=== TO BE DONE ===
Each entry below should be written out exactly as it is, with no pictures.

━━━ DATA RECORDS

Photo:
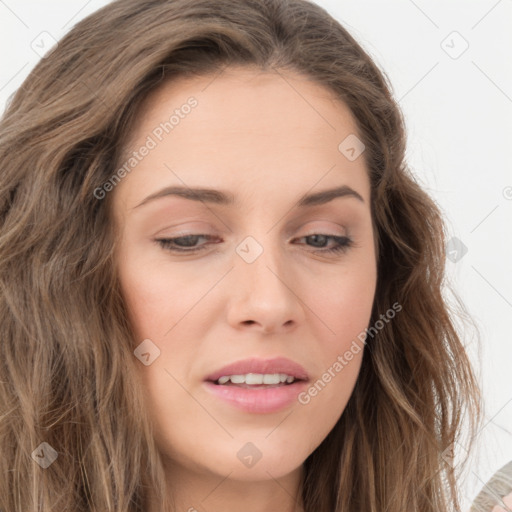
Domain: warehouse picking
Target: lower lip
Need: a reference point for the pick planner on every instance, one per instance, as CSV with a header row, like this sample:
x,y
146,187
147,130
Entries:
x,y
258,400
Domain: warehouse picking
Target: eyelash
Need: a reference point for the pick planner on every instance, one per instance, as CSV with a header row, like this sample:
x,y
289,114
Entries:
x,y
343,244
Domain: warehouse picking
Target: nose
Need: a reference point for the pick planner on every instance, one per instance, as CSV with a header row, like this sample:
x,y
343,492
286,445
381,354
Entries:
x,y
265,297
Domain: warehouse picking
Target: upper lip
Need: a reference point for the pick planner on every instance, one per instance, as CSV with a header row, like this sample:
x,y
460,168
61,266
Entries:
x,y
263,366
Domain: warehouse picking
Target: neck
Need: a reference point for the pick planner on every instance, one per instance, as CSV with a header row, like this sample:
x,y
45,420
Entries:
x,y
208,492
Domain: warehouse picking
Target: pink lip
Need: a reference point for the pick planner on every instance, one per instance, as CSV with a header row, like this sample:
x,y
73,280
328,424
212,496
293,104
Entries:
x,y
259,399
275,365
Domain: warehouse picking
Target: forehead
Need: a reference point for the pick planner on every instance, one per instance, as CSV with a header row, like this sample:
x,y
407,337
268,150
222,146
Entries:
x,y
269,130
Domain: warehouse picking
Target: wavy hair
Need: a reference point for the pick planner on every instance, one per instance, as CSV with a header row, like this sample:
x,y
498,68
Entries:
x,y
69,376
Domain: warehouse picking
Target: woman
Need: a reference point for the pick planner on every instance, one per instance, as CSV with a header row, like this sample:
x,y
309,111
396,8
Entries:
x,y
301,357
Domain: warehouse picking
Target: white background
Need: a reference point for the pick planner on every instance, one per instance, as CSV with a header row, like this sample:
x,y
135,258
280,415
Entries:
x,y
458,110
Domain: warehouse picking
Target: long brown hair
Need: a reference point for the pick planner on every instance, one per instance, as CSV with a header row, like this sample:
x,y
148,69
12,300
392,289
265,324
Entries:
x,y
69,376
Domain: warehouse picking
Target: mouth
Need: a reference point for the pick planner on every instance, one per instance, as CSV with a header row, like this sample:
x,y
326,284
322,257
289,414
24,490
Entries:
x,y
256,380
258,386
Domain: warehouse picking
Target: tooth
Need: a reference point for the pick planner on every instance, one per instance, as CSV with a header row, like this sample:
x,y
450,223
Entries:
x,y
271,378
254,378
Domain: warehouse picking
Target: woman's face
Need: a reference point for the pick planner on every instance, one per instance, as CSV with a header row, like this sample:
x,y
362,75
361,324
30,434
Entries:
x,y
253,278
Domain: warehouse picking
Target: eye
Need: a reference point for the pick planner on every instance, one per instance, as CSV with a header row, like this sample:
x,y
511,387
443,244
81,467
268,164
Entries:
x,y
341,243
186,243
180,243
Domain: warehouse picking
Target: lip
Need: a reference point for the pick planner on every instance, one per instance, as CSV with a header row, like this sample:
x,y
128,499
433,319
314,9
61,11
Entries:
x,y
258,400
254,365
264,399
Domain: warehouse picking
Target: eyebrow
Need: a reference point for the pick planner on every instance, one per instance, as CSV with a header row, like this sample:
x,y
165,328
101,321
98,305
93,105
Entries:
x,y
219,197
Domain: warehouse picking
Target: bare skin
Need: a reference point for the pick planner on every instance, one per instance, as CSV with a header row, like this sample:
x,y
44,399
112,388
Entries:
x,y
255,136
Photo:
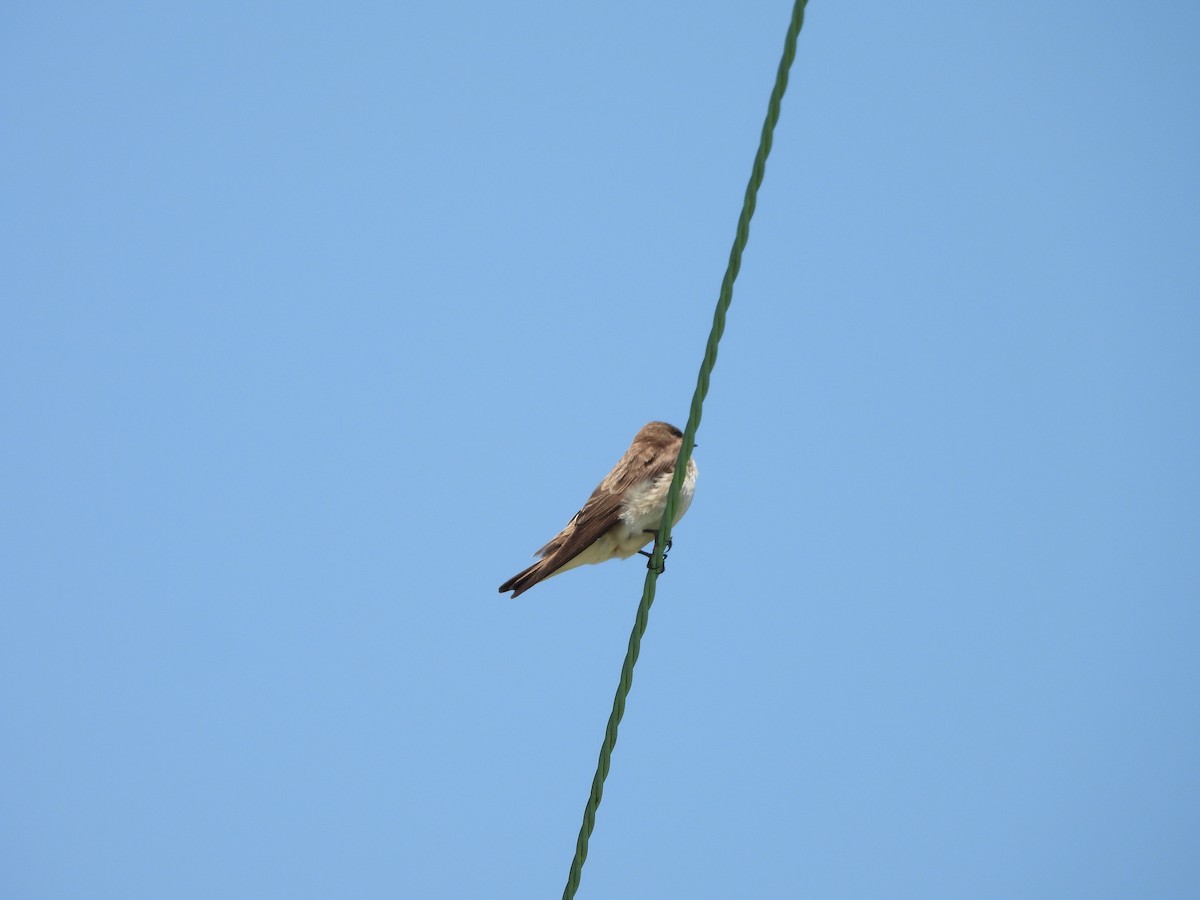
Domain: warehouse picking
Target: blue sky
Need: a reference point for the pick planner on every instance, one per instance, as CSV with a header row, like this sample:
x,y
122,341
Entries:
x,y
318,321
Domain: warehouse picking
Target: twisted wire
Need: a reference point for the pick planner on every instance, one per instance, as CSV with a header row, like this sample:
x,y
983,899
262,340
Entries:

━━━━━━

=== WRITTEN REPLY ===
Photo:
Domain: warehouse picking
Target: lower lip
Need: a reference point for the pick planner on every instance, one per instance, as CSV with a header row, like this sample:
x,y
146,187
147,130
Entries:
x,y
258,400
Domain: warehouse picking
Target: eyelash
Need: a reference point for the pick planner on every instance, one per instance, as CSV with a header row, like this sample:
x,y
289,114
Entries:
x,y
343,244
Domain: warehouse picking
Target: nose
Need: a reference point for the pick planner on every instance, one per instance, as CSV with a header row, like this sample:
x,y
343,492
286,445
381,354
Entries:
x,y
265,297
Domain: warehouse picking
Target: upper lip
Need: a reference point for the pick planner on every instance, one per instance, as CSV with a header row, like this sample:
x,y
460,168
61,266
Entries:
x,y
263,366
Domain: warehouse picking
Target: neck
Need: a reference point for the pick planner on every instance, one per instance, as CSV with a header row, like this sample:
x,y
45,420
Entries:
x,y
208,492
Domain: warehouse picking
Target: pink lip
Need: a reference point for the pick planner on every instance, one per instance, as CSV with a header row, like this sample:
x,y
73,280
328,424
212,496
293,104
Entries:
x,y
259,399
275,365
Domain: warehouse picking
Target: forehead
Need: a reference point for the pick planner on every instance, one per instance, as CSV with a header row, like this sample:
x,y
407,337
268,150
222,146
Entries:
x,y
269,130
Domain: warehouse picking
Target: wavy hair
Need: a reference point for the pick planner on every instance, one per instance, as CSV with a header row, like this sample:
x,y
498,68
Entries:
x,y
69,376
Domain: warehouse picking
Target: woman
Need: a reference point for the pick planner on every instance, one per instance, as CSV with a header row, like this sample:
x,y
309,111
396,8
Entries:
x,y
301,357
Domain: warehouse picking
Target: white background
Need: a reference point for the pick planner on every instance, one per instance, as CSV with a header row, like this sample:
x,y
135,258
280,415
Entries:
x,y
458,110
Domain: warehouse picking
Target: long brown hair
Need: a reference point for the pick planner on every instance, one per instance, as CSV with a header row, like this sample:
x,y
148,69
12,300
392,289
265,324
Entries:
x,y
69,376
Domain: warehouse picking
Target: mouth
Need: a reference point for the pick planner on every instance, one per instance, as CSV with a header row, like this sample:
x,y
326,284
322,257
289,414
24,490
Entries:
x,y
256,380
258,386
Domain: warehouse picking
Target: tooth
Need: a reference point for the pick planner on every instance, one per instance, as CSV with a header row, like this sample:
x,y
450,223
Entries:
x,y
271,378
254,378
Domain: warehouse picking
Target: woman's face
Need: a reference point for the pick planner on every instance, one per instance, as CSV with a header row, like this sample:
x,y
362,75
361,324
30,434
Entries:
x,y
253,278
Domain: warehouse picking
Target: eye
Need: a reference point for the pick planner on every instance, one per instance, as CSV with a header row, like this sample:
x,y
511,387
443,244
81,467
268,164
Entries:
x,y
341,243
186,243
180,243
Domain: warehouse picking
Target: lip
Need: a reference point for the pick planner on every instance, one per instance, as CSV with a header row, like this sample:
x,y
128,499
433,319
314,9
61,11
Entries:
x,y
258,400
254,365
264,399
Domain: warehouse picking
Target: eyebrow
Need: a reference point for the pick planner on every instance, one per instance, as CSV with a header row, like this sample:
x,y
165,328
101,321
98,305
93,105
Entries:
x,y
219,197
Domain: warehouse picking
Target: bare skin
Need: a reference point for the pick planner on every instance, one per instance, as CSV with a header row, like this sample:
x,y
44,399
112,388
Entries:
x,y
255,136
Photo:
Domain: warehouse picking
Target: blue sky
Need: a reference point for the pick planner on every instance, one per instance, as CSV with a header row, like this sample:
x,y
122,341
Entries:
x,y
318,321
Domain: warehouse picking
Target: twisted wire
Need: a reference point for the pick planner on every instance, one per instance, as CSV with a header row, like this sample:
x,y
983,899
262,340
Entries:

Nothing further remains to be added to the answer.